Records from a data source:
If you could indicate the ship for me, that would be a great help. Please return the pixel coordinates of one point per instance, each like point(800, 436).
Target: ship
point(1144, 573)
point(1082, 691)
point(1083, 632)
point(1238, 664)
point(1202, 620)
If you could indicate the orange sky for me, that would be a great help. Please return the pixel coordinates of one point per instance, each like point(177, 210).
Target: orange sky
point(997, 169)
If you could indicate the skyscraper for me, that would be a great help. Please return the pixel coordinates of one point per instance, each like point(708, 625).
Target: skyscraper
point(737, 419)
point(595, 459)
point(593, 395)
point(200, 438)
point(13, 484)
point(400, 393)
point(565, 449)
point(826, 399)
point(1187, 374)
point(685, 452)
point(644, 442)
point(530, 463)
...
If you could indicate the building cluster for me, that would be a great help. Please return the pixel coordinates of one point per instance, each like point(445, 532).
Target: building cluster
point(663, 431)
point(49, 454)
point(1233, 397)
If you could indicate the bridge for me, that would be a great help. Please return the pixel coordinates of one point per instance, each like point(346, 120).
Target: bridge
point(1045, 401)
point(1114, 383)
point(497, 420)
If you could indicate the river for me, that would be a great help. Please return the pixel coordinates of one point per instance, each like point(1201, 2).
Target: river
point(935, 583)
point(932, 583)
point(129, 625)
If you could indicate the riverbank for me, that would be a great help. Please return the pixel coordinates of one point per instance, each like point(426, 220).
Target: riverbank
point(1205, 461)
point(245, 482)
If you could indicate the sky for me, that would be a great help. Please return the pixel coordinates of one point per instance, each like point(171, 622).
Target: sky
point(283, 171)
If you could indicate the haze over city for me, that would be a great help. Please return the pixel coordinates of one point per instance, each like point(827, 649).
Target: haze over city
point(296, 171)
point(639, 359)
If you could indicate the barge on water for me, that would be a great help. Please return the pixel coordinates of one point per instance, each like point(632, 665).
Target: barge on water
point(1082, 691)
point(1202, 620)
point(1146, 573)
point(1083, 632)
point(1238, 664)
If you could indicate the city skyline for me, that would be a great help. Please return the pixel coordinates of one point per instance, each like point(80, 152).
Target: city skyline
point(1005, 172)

Task objective: Reproduce the material from the line with "If you could indicate the ship" to the line with "point(530, 463)", swapping every "skyscraper" for "tall building" and leaving all other text unchanged.

Expected output:
If you could indicate the ship for me, that would be a great help. Please return the pixel coordinates of one point per instance, each like point(800, 436).
Target: ship
point(1144, 573)
point(1082, 691)
point(1083, 632)
point(1238, 664)
point(1202, 620)
If you could indicate the orange sky for me, that would be a great help. Please return the pixel coordinates of one point per instance, each like point(177, 210).
Target: orange sky
point(997, 169)
If you could indicate the tall building for me, that would be a great help. Please return the pixel coordinates of one point per instance, each like point(708, 625).
Target: tall building
point(737, 419)
point(595, 459)
point(593, 395)
point(200, 438)
point(13, 484)
point(400, 393)
point(565, 449)
point(826, 399)
point(1187, 374)
point(685, 452)
point(644, 442)
point(530, 463)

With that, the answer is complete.